A sa libération, criblé de dettes, Oh Soo n'a plus qu'une vie en sursis s'il ne parvient pas à rembourser ce qu'il doit. C'est alors qu'une opportunité d'escroquerie inattendue lui offre une voie pour s'en sortir. Son ami-homonyme désormais décédé affirmait bien être le fils d'un important PDG, parti vivre avec sa mère après le divorce, mais ses camarades n'avaient jamais cru à ses histoires. Or Oh Soo est un jour contacté par l'avocat du président du conglomérat, qui le prend pour le véritable Oh Soo puisque les deux cohabitaient à la même adresse. Le décès du chef d'entreprise a ouvert la succession : l'héritage destiné à sa fille ne doit-il pas aussi être étendu à ce fils perdu de vue ? Oh Soo voit là une opportunité unique pour éponger ses dettes : se faire passer pour son ami. Il fait alors la rencontre de sa soeur, de qui tout dépend pour obtenir une part de la fortune en jeu.

● ● ● ● ●

CONSIGNES:
• A. Reproduisez le passage du résumé sur Oh Soo qui va de « A sa libération, criblé » à « fortune en jeu. ».
• B. Indiquez par oui ou par non si chacune des affirmations suivantes concorde avec le résumé sur Oh Soo, en citant à chaque fois les mots du résumé qui tranchent. (i) Oh Soo est contacté par l'avocat du président du conglomérat. (ii) Les camarades de l'ami d'Oh Soo croyaient à ses histoires. (iii) Après le divorce, l'ami d'Oh Soo est parti vivre avec son père.
• C. Rédigez la suite du résumé sur Oh Soo, à partir de sa dernière phrase.

JEU D'ENTRÉES:

● ● ● ● ●

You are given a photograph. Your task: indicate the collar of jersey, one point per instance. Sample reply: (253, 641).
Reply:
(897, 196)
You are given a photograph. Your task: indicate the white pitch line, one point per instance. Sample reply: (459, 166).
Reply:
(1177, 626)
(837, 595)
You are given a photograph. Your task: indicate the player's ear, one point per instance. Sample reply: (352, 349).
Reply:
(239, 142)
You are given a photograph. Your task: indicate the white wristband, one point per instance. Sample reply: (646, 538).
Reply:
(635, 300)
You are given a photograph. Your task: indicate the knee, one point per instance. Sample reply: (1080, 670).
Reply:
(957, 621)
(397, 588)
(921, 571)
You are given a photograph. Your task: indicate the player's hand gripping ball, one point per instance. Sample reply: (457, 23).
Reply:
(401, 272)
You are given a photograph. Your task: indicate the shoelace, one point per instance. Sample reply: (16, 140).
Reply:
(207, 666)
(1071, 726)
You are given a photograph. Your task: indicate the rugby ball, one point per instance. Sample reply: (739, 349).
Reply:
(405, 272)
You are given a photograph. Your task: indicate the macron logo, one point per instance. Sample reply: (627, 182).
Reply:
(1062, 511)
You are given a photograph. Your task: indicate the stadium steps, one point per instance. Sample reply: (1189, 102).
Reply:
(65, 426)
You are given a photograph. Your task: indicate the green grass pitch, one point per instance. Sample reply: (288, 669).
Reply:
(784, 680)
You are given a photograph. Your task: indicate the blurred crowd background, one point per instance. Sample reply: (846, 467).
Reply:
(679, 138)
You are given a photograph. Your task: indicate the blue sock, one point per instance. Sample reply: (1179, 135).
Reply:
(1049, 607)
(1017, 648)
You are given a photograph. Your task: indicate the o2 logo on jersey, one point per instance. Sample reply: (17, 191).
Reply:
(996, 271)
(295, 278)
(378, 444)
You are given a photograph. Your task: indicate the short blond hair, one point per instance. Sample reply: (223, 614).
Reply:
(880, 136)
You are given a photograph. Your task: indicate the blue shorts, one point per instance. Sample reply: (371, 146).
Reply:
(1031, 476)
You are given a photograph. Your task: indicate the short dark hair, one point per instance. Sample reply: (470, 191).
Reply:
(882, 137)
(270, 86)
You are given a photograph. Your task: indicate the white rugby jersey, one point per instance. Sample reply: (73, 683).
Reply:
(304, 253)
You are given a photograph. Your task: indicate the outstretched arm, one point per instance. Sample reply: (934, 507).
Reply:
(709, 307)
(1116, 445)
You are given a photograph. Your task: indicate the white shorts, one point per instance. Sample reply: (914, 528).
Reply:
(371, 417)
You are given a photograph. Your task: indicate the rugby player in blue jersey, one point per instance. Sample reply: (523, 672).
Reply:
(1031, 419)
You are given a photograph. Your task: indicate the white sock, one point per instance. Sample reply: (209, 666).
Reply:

● ● ● ● ●

RÉPONSES:
• A.
A sa libération, criblé de dettes, Oh Soo n'a plus qu'une vie en sursis s'il ne parvient pas à rembourser ce qu'il doit. C'est alors qu'une opportunité d'escroquerie inattendue lui offre une voie pour s'en sortir. Son ami-homonyme désormais décédé affirmait bien être le fils d'un important PDG, parti vivre avec sa mère après le divorce, mais ses camarades n'avaient jamais cru à ses histoires. Or Oh Soo est un jour contacté par l'avocat du président du conglomérat, qui le prend pour le véritable Oh Soo puisque les deux cohabitaient à la même adresse. Le décès du chef d'entreprise a ouvert la succession : l'héritage destiné à sa fille ne doit-il pas aussi être étendu à ce fils perdu de vue ? Oh Soo voit là une opportunité unique pour éponger ses dettes : se faire passer pour son ami. Il fait alors la rencontre de sa soeur, de qui tout dépend pour obtenir une part de la fortune en jeu.

• B.
(i) Oui : « Oh Soo est un jour contacté par l'avocat du président du conglomérat ».
(ii) Non : « ses camarades n'avaient jamais cru à ses histoires ».
(iii) Non : « parti vivre avec sa mère après le divorce ».

• C.
Seulement Oh Young est une jeune femme qui a connu, elle aussi, son lot d'épreuves. En plus du divorce déchirant de ses parents, elle est tombée malade durant son enfance et a perdu la vue. Devenue aveugle, chargée de regrets, elle se protège par une méfiance constante et désillusionnée, souvent proche de la paranoïa. Elle avait bien gardé l'espoir de renouer avec son frère, mais elle le manqua de peu le jour de l'arrestation de Oh Soo qui lui fut justement fatal. Un an plus tard, elle accueille froidement celui qui prétend être son seul parent encore en vivant. Oh Soo va devoir essayer de gagner sa confiance, et pour cela, lui réapprendre à vivre, elle qui s'est si bien protégée dans sa tour d'ivoire.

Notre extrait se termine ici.